## INSTRUCTIONS FOR THE TASK
Whenever a line contains the string "distant", copy it out of the entries.
DATASET: Begin
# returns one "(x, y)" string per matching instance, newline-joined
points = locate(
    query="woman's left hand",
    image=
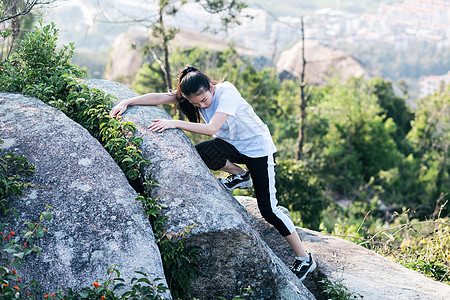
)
(160, 125)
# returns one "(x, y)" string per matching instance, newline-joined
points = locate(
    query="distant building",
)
(430, 84)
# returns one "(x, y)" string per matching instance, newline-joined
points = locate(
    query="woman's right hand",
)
(119, 109)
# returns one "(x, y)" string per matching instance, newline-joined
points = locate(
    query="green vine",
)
(39, 70)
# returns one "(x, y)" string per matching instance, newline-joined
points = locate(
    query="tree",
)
(15, 15)
(356, 139)
(430, 137)
(303, 98)
(393, 107)
(157, 47)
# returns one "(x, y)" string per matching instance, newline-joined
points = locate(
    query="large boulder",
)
(97, 220)
(363, 272)
(233, 256)
(322, 64)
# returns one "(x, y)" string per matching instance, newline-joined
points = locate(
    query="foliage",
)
(423, 246)
(299, 190)
(115, 288)
(179, 261)
(358, 143)
(338, 291)
(52, 79)
(430, 137)
(37, 66)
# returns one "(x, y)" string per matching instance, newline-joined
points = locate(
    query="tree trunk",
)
(301, 131)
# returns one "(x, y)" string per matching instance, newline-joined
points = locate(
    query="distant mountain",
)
(322, 64)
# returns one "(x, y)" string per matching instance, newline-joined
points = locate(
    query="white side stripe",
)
(273, 199)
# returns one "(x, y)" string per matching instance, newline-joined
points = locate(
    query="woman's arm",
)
(147, 99)
(207, 129)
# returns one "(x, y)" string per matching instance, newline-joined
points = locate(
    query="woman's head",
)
(194, 90)
(192, 82)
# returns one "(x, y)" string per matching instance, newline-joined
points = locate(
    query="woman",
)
(240, 137)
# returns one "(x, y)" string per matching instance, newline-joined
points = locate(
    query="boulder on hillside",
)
(322, 64)
(97, 220)
(363, 272)
(233, 255)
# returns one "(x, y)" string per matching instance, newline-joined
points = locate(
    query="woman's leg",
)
(262, 171)
(232, 168)
(296, 244)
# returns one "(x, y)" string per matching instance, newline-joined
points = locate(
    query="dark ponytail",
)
(191, 81)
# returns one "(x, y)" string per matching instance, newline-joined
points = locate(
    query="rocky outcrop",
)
(363, 272)
(97, 220)
(322, 64)
(233, 256)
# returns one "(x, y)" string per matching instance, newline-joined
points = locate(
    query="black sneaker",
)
(240, 181)
(301, 268)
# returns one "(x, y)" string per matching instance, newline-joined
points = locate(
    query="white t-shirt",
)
(243, 128)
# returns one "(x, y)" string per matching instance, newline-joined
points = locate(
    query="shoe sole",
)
(312, 268)
(242, 185)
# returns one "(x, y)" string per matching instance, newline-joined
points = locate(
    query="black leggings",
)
(215, 154)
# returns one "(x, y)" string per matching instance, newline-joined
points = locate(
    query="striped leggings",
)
(216, 152)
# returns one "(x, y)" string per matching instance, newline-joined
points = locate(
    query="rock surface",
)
(322, 64)
(361, 271)
(97, 221)
(233, 256)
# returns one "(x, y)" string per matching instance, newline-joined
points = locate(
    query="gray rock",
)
(363, 272)
(233, 256)
(97, 220)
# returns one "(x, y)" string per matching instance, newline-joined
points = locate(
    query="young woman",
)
(240, 137)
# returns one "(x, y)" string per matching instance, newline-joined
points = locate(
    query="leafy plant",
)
(53, 80)
(179, 262)
(338, 291)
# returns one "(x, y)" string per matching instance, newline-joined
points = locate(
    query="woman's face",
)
DATASET: End
## YOUR SOLUTION
    query="distant building",
    query="distant mountain",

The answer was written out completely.